● **Goal**: Pull out each line of the records below that contains the string "every", matching case. Copy those lines in their original order.

Records
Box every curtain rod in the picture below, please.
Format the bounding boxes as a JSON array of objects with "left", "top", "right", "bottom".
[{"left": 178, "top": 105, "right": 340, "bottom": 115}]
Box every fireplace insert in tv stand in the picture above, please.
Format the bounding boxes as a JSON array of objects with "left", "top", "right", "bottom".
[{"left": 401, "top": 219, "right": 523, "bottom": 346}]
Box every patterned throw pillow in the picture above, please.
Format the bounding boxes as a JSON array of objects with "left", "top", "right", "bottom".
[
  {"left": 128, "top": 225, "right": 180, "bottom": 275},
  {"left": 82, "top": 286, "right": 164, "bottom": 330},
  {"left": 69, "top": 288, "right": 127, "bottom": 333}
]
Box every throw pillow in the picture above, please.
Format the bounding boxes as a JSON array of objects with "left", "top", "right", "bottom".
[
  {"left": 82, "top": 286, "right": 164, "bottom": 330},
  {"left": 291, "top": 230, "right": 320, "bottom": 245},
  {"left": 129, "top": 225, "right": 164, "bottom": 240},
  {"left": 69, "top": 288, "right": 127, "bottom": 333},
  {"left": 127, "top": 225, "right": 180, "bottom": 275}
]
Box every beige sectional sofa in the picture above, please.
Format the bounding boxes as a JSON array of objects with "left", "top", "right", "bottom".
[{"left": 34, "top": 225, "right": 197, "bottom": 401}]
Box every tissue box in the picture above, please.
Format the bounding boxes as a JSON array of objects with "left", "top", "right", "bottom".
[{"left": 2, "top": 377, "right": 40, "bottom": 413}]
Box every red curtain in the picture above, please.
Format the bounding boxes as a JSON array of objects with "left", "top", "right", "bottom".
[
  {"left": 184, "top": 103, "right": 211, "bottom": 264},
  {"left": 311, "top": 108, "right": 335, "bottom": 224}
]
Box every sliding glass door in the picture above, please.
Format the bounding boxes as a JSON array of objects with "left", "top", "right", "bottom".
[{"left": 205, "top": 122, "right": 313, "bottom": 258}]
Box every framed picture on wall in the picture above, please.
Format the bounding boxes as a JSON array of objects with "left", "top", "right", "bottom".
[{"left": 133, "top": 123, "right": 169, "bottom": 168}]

● **Answer to this exercise**:
Box every curtain rod in the picture below, please.
Box every fireplace insert in tv stand in the picture above, please.
Box every patterned throw pillow in the picture above, please.
Box every throw pillow in the picture above, please.
Box every beige sectional sofa in the picture above, please.
Box every tissue box in the picture above, please.
Box every red curtain in the picture above, please.
Box every sliding glass door in the picture above, please.
Box every framed picture on wall in the picture above, please.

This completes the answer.